GOAL OF THE EXERCISE> What is needed is an exact repeat of the lines from the line containing "If you could point to the stone column" through the final line of the entries below, and nothing else.

LISTED ENTRIES>
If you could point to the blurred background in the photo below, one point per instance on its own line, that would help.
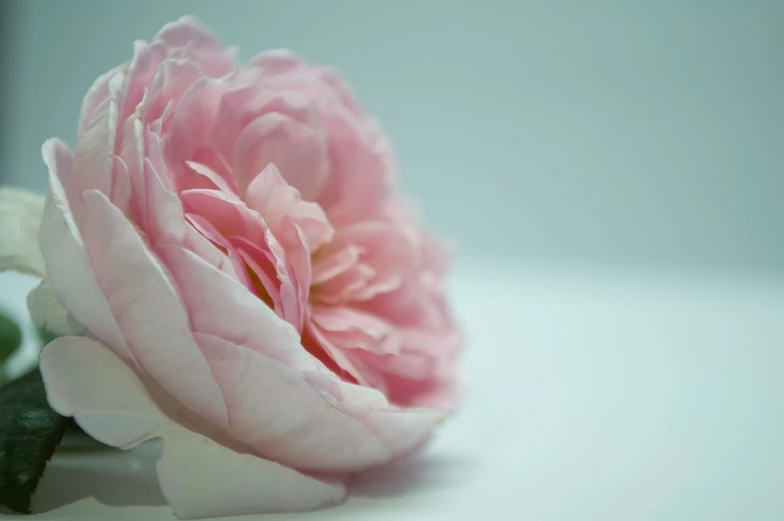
(611, 133)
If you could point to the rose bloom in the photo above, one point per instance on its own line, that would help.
(253, 287)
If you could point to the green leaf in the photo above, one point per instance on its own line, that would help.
(30, 431)
(10, 338)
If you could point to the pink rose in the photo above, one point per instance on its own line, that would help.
(253, 287)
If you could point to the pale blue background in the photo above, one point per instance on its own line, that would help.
(611, 132)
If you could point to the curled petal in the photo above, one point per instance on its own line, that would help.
(199, 476)
(20, 218)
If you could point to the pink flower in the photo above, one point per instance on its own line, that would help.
(253, 287)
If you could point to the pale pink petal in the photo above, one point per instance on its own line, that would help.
(198, 42)
(306, 430)
(94, 155)
(298, 149)
(230, 215)
(353, 427)
(199, 477)
(68, 269)
(329, 265)
(236, 483)
(215, 180)
(275, 199)
(242, 105)
(147, 309)
(208, 231)
(193, 121)
(20, 218)
(353, 329)
(96, 94)
(48, 314)
(201, 246)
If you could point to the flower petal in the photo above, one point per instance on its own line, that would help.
(236, 483)
(85, 380)
(147, 309)
(297, 149)
(68, 269)
(329, 424)
(48, 314)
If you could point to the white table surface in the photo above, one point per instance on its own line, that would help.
(595, 395)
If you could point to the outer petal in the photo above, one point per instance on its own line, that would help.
(68, 269)
(199, 477)
(48, 314)
(20, 217)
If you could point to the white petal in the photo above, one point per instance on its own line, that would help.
(20, 217)
(48, 314)
(199, 477)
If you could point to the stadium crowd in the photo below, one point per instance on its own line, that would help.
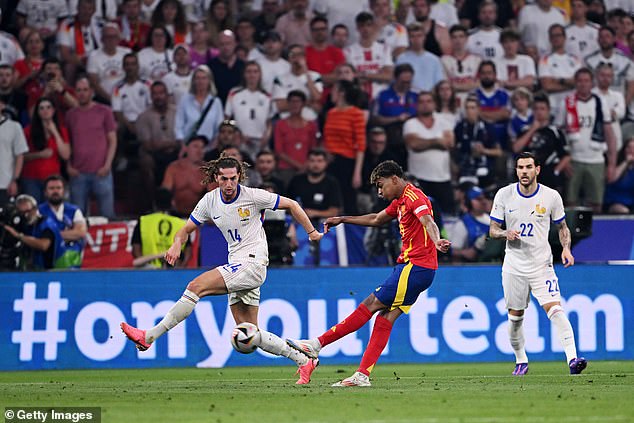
(126, 97)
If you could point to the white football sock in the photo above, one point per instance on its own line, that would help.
(516, 336)
(179, 312)
(273, 344)
(559, 319)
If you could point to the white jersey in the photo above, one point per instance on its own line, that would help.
(240, 221)
(485, 44)
(582, 40)
(530, 216)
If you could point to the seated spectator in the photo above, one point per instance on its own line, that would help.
(178, 81)
(134, 31)
(619, 195)
(155, 131)
(157, 58)
(70, 222)
(183, 177)
(93, 136)
(294, 137)
(199, 111)
(548, 144)
(105, 65)
(251, 108)
(28, 68)
(48, 142)
(476, 147)
(299, 78)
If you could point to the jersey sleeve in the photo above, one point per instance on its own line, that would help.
(202, 212)
(497, 211)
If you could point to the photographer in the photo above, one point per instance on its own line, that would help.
(41, 240)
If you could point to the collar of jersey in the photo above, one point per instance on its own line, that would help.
(234, 198)
(520, 192)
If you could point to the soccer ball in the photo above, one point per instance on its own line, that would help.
(245, 338)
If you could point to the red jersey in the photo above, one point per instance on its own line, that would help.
(417, 247)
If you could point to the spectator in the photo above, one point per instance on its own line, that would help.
(199, 111)
(178, 80)
(154, 234)
(521, 114)
(77, 38)
(390, 33)
(514, 70)
(435, 35)
(619, 195)
(590, 134)
(429, 139)
(294, 137)
(299, 78)
(294, 25)
(134, 32)
(170, 15)
(183, 177)
(581, 34)
(428, 70)
(155, 131)
(70, 222)
(548, 144)
(461, 67)
(340, 36)
(226, 67)
(344, 139)
(272, 64)
(251, 108)
(612, 100)
(372, 59)
(322, 57)
(394, 106)
(556, 72)
(12, 148)
(471, 230)
(156, 59)
(316, 191)
(533, 22)
(476, 147)
(105, 65)
(41, 238)
(494, 102)
(14, 100)
(93, 136)
(484, 40)
(28, 68)
(48, 145)
(199, 50)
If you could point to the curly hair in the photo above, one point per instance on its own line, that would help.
(211, 169)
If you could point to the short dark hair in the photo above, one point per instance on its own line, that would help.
(385, 170)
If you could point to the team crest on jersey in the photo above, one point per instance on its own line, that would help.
(244, 213)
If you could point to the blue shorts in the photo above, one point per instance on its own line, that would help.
(402, 288)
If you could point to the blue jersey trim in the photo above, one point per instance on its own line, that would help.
(526, 196)
(234, 198)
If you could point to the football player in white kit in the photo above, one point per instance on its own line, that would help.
(527, 208)
(238, 212)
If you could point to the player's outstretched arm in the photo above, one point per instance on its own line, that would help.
(566, 240)
(300, 217)
(372, 219)
(180, 238)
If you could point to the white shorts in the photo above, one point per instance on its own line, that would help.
(243, 281)
(517, 289)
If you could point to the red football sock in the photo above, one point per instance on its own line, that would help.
(378, 341)
(358, 318)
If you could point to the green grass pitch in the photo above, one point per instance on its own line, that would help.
(439, 393)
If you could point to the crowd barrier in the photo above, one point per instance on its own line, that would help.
(62, 320)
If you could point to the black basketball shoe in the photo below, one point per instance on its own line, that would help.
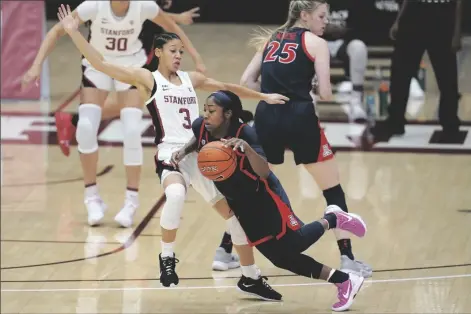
(258, 288)
(168, 276)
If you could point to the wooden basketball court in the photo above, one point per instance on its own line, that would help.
(414, 195)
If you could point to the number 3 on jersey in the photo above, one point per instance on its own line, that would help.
(186, 113)
(288, 50)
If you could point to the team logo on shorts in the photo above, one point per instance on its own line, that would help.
(293, 222)
(326, 151)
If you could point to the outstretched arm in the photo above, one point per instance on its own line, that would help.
(138, 77)
(185, 18)
(163, 19)
(200, 81)
(87, 9)
(251, 76)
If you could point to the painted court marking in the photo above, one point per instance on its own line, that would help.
(392, 280)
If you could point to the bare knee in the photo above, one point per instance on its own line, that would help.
(325, 173)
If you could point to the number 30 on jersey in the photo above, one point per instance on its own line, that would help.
(287, 54)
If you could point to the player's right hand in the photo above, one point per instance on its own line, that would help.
(31, 75)
(393, 30)
(186, 18)
(274, 99)
(68, 21)
(177, 157)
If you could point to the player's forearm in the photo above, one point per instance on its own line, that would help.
(47, 45)
(91, 54)
(244, 92)
(458, 15)
(191, 146)
(173, 27)
(402, 10)
(252, 84)
(175, 17)
(258, 163)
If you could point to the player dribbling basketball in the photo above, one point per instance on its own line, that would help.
(261, 205)
(172, 102)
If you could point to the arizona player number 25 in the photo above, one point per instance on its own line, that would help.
(287, 55)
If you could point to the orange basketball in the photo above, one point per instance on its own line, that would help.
(217, 162)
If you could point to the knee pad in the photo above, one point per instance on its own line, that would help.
(87, 128)
(237, 233)
(132, 144)
(172, 210)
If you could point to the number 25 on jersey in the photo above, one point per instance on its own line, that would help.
(287, 54)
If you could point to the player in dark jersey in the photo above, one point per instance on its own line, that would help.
(291, 57)
(261, 205)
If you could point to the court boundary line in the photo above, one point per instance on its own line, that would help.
(103, 172)
(140, 227)
(177, 288)
(223, 277)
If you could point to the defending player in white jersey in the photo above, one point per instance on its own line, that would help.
(115, 27)
(175, 103)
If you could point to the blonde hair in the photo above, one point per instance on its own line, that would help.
(263, 35)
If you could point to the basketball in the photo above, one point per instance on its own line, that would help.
(217, 162)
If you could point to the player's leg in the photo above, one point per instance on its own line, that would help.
(131, 117)
(93, 94)
(66, 123)
(175, 186)
(270, 134)
(251, 281)
(286, 252)
(223, 259)
(311, 148)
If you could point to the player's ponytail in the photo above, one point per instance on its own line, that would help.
(160, 41)
(230, 101)
(263, 35)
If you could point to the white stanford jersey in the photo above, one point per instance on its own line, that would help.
(116, 36)
(173, 109)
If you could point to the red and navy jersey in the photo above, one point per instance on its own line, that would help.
(287, 67)
(261, 205)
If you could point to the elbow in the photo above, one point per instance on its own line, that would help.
(325, 94)
(244, 81)
(98, 64)
(265, 174)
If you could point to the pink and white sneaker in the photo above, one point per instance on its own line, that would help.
(348, 221)
(346, 292)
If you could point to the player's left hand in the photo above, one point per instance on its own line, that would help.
(236, 143)
(68, 21)
(273, 99)
(186, 18)
(200, 67)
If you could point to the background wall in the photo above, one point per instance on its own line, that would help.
(378, 14)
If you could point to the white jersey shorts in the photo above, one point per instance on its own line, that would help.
(188, 169)
(96, 79)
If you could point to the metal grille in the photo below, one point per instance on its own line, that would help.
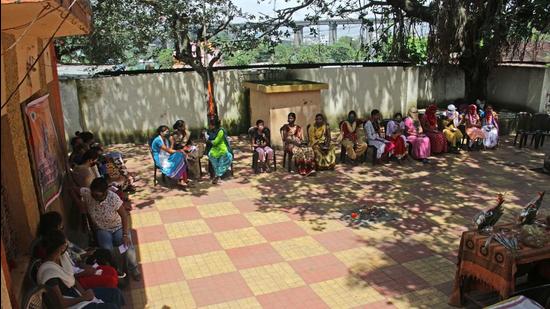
(8, 236)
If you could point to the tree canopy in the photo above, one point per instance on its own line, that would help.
(475, 35)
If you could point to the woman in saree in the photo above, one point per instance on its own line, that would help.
(182, 140)
(349, 128)
(451, 129)
(171, 162)
(420, 143)
(57, 273)
(218, 150)
(319, 141)
(473, 126)
(429, 125)
(293, 140)
(395, 133)
(490, 126)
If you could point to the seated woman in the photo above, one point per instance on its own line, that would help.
(293, 140)
(420, 143)
(473, 126)
(451, 125)
(172, 163)
(319, 141)
(395, 133)
(490, 126)
(182, 140)
(57, 273)
(372, 128)
(429, 125)
(84, 173)
(261, 143)
(218, 150)
(87, 275)
(349, 128)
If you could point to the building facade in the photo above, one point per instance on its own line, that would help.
(28, 72)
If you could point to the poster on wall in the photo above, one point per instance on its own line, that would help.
(46, 150)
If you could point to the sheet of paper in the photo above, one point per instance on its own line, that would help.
(122, 248)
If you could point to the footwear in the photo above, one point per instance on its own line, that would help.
(136, 275)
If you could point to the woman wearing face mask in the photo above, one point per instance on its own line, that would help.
(395, 133)
(319, 141)
(473, 126)
(84, 173)
(421, 147)
(490, 126)
(293, 139)
(438, 142)
(218, 150)
(451, 123)
(171, 162)
(349, 135)
(182, 140)
(56, 272)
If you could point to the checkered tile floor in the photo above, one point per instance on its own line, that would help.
(275, 241)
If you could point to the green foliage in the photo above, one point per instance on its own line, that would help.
(120, 29)
(165, 58)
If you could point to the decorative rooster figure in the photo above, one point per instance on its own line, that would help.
(489, 217)
(529, 212)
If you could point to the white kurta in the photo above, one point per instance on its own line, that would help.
(375, 140)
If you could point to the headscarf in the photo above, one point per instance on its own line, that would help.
(451, 112)
(413, 113)
(430, 115)
(472, 109)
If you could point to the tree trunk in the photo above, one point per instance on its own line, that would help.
(207, 76)
(475, 81)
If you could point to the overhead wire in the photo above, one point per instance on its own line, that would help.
(39, 17)
(24, 32)
(39, 55)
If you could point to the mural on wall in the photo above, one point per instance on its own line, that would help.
(46, 150)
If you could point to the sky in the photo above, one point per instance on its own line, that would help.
(266, 7)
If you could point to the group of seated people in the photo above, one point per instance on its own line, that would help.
(77, 278)
(418, 136)
(312, 150)
(176, 155)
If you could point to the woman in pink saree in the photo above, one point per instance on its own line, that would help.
(473, 126)
(420, 143)
(429, 124)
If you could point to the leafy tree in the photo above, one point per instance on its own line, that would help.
(202, 32)
(284, 54)
(165, 58)
(121, 29)
(472, 34)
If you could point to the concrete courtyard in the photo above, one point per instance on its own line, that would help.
(277, 241)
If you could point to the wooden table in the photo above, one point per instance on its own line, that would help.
(494, 266)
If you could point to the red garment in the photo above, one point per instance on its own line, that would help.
(430, 115)
(107, 279)
(348, 132)
(397, 146)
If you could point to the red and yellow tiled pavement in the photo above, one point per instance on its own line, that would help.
(276, 241)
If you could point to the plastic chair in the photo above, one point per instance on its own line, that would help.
(35, 298)
(523, 128)
(286, 154)
(155, 167)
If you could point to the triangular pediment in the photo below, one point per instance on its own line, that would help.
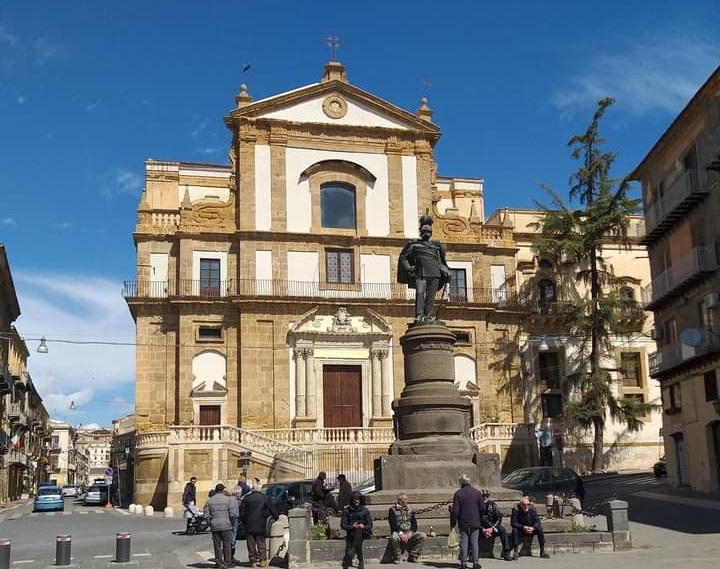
(337, 103)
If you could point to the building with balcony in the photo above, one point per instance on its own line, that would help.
(267, 310)
(680, 179)
(547, 353)
(23, 418)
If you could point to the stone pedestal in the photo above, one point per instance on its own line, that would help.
(432, 421)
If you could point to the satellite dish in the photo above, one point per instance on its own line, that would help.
(691, 337)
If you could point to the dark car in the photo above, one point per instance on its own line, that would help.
(660, 468)
(285, 495)
(538, 481)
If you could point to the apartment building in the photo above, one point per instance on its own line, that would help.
(680, 179)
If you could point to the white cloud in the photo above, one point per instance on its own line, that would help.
(90, 336)
(121, 181)
(646, 77)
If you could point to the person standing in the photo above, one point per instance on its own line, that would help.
(255, 509)
(525, 521)
(221, 509)
(344, 492)
(491, 524)
(318, 498)
(404, 533)
(357, 522)
(467, 510)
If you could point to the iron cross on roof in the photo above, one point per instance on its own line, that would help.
(333, 42)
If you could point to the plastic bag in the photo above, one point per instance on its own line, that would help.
(453, 541)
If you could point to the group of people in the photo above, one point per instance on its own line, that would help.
(226, 510)
(478, 517)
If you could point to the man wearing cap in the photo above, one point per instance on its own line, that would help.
(357, 522)
(491, 524)
(222, 510)
(467, 510)
(525, 521)
(404, 533)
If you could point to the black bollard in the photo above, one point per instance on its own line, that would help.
(63, 544)
(122, 548)
(5, 553)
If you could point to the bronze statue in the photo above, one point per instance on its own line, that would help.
(422, 266)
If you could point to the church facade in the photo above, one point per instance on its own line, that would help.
(266, 299)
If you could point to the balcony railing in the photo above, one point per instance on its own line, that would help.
(697, 263)
(677, 353)
(306, 289)
(680, 196)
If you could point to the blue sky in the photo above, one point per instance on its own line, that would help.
(89, 90)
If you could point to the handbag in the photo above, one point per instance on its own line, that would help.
(453, 541)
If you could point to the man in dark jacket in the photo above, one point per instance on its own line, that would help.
(404, 533)
(525, 521)
(221, 509)
(255, 509)
(344, 491)
(357, 522)
(467, 509)
(491, 524)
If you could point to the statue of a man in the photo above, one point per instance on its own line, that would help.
(422, 266)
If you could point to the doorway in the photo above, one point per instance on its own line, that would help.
(342, 396)
(209, 415)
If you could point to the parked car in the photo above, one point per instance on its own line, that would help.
(286, 495)
(97, 495)
(48, 498)
(538, 481)
(660, 468)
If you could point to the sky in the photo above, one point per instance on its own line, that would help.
(89, 90)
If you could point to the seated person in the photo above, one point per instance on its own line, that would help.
(491, 524)
(525, 521)
(405, 535)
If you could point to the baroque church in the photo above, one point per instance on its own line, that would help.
(267, 306)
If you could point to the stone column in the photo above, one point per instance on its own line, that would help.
(300, 382)
(386, 383)
(310, 390)
(376, 382)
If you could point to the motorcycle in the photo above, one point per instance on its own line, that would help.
(196, 522)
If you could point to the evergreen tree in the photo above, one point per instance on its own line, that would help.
(579, 235)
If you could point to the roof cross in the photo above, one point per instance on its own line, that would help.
(333, 42)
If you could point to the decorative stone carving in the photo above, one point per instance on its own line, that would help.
(342, 322)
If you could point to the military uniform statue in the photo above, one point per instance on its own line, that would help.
(422, 266)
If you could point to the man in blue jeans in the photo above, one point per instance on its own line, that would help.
(467, 511)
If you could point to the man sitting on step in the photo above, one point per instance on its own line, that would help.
(526, 522)
(404, 533)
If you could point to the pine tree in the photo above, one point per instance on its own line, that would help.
(579, 234)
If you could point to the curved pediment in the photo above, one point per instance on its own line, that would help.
(341, 322)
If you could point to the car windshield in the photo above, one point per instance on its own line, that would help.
(518, 476)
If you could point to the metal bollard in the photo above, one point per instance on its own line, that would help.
(5, 553)
(63, 544)
(122, 548)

THE ANSWER>
If you could point to the stone column in the photo above, one point per instance on its own line, that would help.
(300, 382)
(386, 383)
(310, 390)
(376, 382)
If you could point to the motorcycle in the photo above, one point per instance on its own line, that would help.
(196, 522)
If you could point to the evergreen tree in the photo above, one point per instance on its own line, that would help.
(579, 235)
If you could point to the roof cross in the photo above, one point per instance on its own line, that would help.
(333, 42)
If you could point to the decorative stone carving in the photo above, one point per instance on its own line, that would help.
(342, 322)
If you could point to the military uniform statue in the photo above, one point per instance on its own line, that would help.
(422, 266)
If you could point to the man in blue jeans in the photo above, one point per instance on its own line, that would help.
(467, 511)
If you could point to the man sitting on step in the photo above, one point per instance on its own line, that would help.
(526, 522)
(404, 533)
If you could point to the pine tree in the photo above, one point per instance on its own line, that would help.
(579, 234)
If you could point to the curved pediment in the photo above, one point per instance on its own line, that would help.
(341, 322)
If you could point to the car windshield in the photo above, one point per instance on its own line, that would help.
(518, 476)
If you could point to the metal bollard in the photo above, one point per instance on its own line, that would help.
(5, 553)
(63, 544)
(122, 548)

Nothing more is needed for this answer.